Both the magistrate and the trial judge below applied the long-standing principle that non-disclosure of an agency relationship impacts the liability of an agent in its dealings with other parties. In Dunn v.Westlake (1991), 61 Ohio St. 3d 102, the Ohio Supreme Court stated as follows:

It is well-settled in the law of agency that an agent who discloses neither the existence of the agency nor the identity of the principal is personally liable in his or her contractual dealings with third parties. See, e.g., 1 Mechem, The Law of Agency (2 Ed.1914) 1039-1041, Section 1410. See, generally, Davis v. Harness (1882), 38 Ohio St. 397; and James G. Smith Assoc., Inc. v. Everett (1981), 1 Ohio App. 3d 118, 120-121, 1 OBR 424, 427, 439 N.E.2d 932, 935 (where the existence of the agency and the identity of the principal are unknown to the third party, the dealing is held to be between the agent and the third party and the agent is liable). The reason for this rule is simple. The third party who deals with an agent while unaware of the existence of the principal and the agency relationship intends to deal with the agent, and relies upon the agent's ability to perform. * * *.

## Photo-based referring expression data

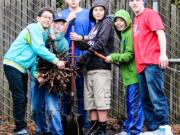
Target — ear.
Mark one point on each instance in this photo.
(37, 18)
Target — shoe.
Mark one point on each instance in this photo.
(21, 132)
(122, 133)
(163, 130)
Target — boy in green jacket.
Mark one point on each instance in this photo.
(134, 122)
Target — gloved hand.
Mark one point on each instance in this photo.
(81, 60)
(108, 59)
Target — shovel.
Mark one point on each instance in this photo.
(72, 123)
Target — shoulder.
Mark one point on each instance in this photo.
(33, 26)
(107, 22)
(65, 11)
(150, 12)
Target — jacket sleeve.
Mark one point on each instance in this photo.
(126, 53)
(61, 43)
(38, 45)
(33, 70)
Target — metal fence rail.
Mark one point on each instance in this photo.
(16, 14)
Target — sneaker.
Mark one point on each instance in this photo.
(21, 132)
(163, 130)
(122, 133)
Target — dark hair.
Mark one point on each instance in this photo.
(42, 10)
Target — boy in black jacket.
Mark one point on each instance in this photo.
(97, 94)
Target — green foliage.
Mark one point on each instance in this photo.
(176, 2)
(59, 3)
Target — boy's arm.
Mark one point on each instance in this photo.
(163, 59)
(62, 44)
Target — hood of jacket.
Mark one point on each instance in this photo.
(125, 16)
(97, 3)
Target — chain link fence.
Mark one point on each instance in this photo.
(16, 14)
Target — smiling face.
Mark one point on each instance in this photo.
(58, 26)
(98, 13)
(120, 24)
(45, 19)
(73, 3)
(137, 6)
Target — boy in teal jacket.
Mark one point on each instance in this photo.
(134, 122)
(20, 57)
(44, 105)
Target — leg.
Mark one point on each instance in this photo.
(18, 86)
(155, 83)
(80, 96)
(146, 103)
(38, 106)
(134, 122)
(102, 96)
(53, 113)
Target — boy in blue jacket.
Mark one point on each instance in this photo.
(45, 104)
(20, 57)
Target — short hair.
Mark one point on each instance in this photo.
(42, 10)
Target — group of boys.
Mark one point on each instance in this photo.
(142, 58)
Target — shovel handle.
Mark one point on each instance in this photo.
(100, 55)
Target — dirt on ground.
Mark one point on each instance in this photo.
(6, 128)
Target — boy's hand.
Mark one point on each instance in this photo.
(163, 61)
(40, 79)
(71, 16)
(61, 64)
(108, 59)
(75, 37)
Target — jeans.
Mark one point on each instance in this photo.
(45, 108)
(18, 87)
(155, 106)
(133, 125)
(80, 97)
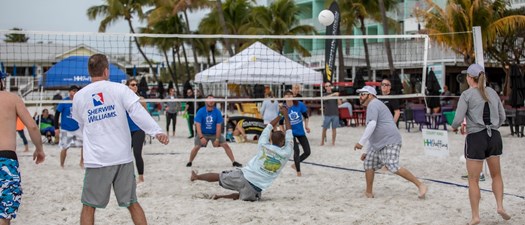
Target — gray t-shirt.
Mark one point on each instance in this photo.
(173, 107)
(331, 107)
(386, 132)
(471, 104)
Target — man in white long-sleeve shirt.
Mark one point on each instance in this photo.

## Instructions
• A. In the agency-law passage, what does a third party dealing with an undisclosed agent rely upon?
• B. Write the next few sentences of the agency-law passage, picking up after its final line.

## Expected outputs
• A. The agent's ability to perform.

• B.
Id. at 106

Thus, the issue presented is whether the trial court abused its discretion in overruling the magistrate's conclusion, and holding that insufficient disclosure was made of the principal-agency relationship between Omega and Appellant Trans Global. The trial court specifically found as follows in its entry sustaining appellee's objection to the magistrate's decision:

The Court sustains the Objection to the Report of the Magistrate based on a mistake in law. The Court finds there was not sufficient notice of an agency relationship between defendant and Omega Home Health Care. The letter requesting the services performed by plaintiff was ambiguous as to this relationship. In addition, defendant requested that the original medical report be sent to itself and requested a copy be sent to Omega Home Health Care. Defendant, in its representation of the claim, intended to use plaintiff's report.

Judgment Entry at 2.

In Mark Peterson Dental Laboratory, Inc. v. Kral (1983),9 Ohio App. 3d 163, a dental laboratory brought an action against a dentist, Dr. Kral, to recover for work performed by the laboratory. Dr. Kral unsuccessfully argued that he had contracted with the lab as an agent for a corporate entity, Bruce M. Kral, D.D.S., Inc. The Ninth District Court of Appeals noted: "For Kral to avoid personal liability for the work done by the laboratory, he was required to convince the trial court that he acted in an agency capacity for Dr. Bruce M. Kral, D.D.S., Inc., and not in his individual capacity." Id. at 164. The Court concluded that there was insufficient evidence to find Kral affirmatively disclosed his agency status. Id.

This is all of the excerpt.